# Amplificador con fuente +12/-12 4a y transistores 2n3773



## elmutadvlp (Sep 28, 2007)

hola como estan. estoy iniciandome en esto de los amplificador y ya he visto algunos diseños y quiero animarme a armar uno de ellos. pude conseguir un transformador de 110v a 24v(+/-12v) que manda hasta 4a. con eso armare mi fuente. y para el diseño tengo disponibles transistores 2n3773 y tip31c tip32. mi pregunta seria. con estos elementos, de cuantos watts podria armar un buen amplificador?

como dije. habia visto unos diseños de un amplificador de 90watts con los 2n3055 que son parecidos a los que tengo. pero se necesita una fuente de 80v. no se si con la fuente que tengo servira ese mismo diseño considerando la potencia disminuira considerablemente.

* **Acciones a realizar**:
a) Responde a estas preguntas según el mensaje del foro:
(i) ¿De qué tensión a qué tensión convierte el transformador conseguido?
(ii) ¿Hasta cuántos amperios entrega ese transformador?
(iii) ¿Qué tensión de fuente necesita el diseño de 90 watts mencionado?
b) Resume el mensaje del foro en dos oraciones.
c) Reproduce del mensaje del foro el tramo comprendido entre "## elmutadvlp (Sep" y "potencia disminuira considerablemente.", ambos incluidos.
Las entradas constituyen material aparte, sin relación con el mensaje del foro.

* **Datos extraídos**:
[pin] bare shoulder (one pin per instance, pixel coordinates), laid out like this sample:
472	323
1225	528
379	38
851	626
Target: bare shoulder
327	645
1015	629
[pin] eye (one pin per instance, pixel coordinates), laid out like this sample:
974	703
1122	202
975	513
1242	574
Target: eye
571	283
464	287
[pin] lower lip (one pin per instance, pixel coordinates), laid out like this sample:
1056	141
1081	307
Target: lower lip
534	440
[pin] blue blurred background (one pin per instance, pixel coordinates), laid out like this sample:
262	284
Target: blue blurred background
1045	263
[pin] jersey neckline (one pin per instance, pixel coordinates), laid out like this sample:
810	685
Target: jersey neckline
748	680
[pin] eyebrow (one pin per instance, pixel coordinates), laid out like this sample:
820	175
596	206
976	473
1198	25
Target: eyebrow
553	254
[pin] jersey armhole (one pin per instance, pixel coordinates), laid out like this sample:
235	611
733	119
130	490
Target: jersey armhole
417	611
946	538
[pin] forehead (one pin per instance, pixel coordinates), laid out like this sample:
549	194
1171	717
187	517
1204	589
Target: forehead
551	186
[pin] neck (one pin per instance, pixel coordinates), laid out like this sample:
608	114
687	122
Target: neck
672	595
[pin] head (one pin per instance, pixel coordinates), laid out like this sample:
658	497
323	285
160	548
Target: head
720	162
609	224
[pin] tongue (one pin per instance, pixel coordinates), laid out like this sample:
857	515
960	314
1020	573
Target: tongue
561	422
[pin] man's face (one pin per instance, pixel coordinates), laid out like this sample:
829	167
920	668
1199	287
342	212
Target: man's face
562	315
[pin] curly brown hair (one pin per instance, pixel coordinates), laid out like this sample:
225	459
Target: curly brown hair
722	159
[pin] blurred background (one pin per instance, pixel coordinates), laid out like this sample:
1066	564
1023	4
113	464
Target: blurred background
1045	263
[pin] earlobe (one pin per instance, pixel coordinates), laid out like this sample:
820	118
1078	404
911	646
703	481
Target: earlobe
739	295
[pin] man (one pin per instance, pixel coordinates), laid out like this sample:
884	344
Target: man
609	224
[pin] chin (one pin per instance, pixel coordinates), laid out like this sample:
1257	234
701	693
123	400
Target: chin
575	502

* **Respuestas del ejercicio**:
a)
(i) De 110 V a 24 V (+/-12 V).
(ii) Hasta 4 A.
(iii) Una fuente de 80 V.

b) Quien escribe se está iniciando en amplificadores y cuenta con un transformador de 110 V a 24 V (+/-12 V) que entrega hasta 4 A, además de transistores 2N3773, TIP31C y TIP32. Pregunta de cuántos watts podría armar un buen amplificador con ellos, ya que el diseño de 90 watts con 2N3055 que había visto requiere una fuente de 80 V y duda si le servirá con su fuente, considerando que la potencia disminuiría considerablemente.

c)
## elmutadvlp (Sep 28, 2007)

hola como estan. estoy iniciandome en esto de los amplificador y ya he visto algunos diseños y quiero animarme a armar uno de ellos. pude conseguir un transformador de 110v a 24v(+/-12v) que manda hasta 4a. con eso armare mi fuente. y para el diseño tengo disponibles transistores 2n3773 y tip31c tip32. mi pregunta seria. con estos elementos, de cuantos watts podria armar un buen amplificador?

como dije. habia visto unos diseños de un amplificador de 90watts con los 2n3055 que son parecidos a los que tengo. pero se necesita una fuente de 80v. no se si con la fuente que tengo servira ese mismo diseño considerando la potencia disminuira considerablemente.